• _Stated problem 1_: Please translate this sentence from the passage on Winnipeg's heritage buildings into Spanish: "Why do historic buildings downtown die while a West End church lives?"
• _Stated problem 2_: Write the next few sentences of the passage on Winnipeg's heritage buildings, picking up after its final sentence.

:: Selection ::

Hey there, time traveller!
This article was published 24/01/2011 (5121 days ago), so information in it may no longer be current.

Today, all three levels of government will announce a project to transform an old West End church into a mixed-use block with affordable housing. Meanwhile, Winnipeg’s “Historic Exchange District” is listed as a “top attraction” in Tourism Winnipeg brochures.

Yet two heritage structures inside its boundaries were recently demolished. A third was rebuilt into a multi-level parking lot. Just outside the district in Chinatown, a fourth heritage building is now facing demolition.

Why do historic buildings downtown die while a West End church lives? In part because civic leaders are simply too lazy to plan ahead, just as in so many other areas. So “renewal policy” — an obsession in other cities — has become an exercise in waiting for the next surprise.

:::
:: Source excerpt ::

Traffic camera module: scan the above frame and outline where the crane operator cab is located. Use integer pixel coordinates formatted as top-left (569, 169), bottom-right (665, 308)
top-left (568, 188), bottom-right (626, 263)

:::

• _Written answer 1_: ¿Por qué mueren los edificios históricos del centro mientras una iglesia del West End sigue viva?

• _Written answer 2_:
Too cynical? Hardly. The St. Charles Hotel project hasn’t budged an inch years after it was touted as the neighbourhood’s tipping point. Red River College still needs private contributions to fully finance its work on the Union Bank Tower. In other cities, the mayor would be on the phone raising money; not in Winnipeg.

Just outside the Exchange, a million-dollar subsidy for the Avenue Building did sterling pre-election work in 2010, safely hiding the fact it was repeatedly written up as “sold” in years past without one closed sale. No one bothered to ask if CentreVenture took a loss on its original investment to make the final sale happen.

Waterfront Drive is a series of new buildings meant to create spinoff benefits for the old, but it still hasn’t hit the critical mass hoped for when subsidies flowed almost a decade ago. The nearby Alexander Docks remain undocked.

Stop calling it Waterfront Drive; to city politicians, it’s really Announcement Avenue.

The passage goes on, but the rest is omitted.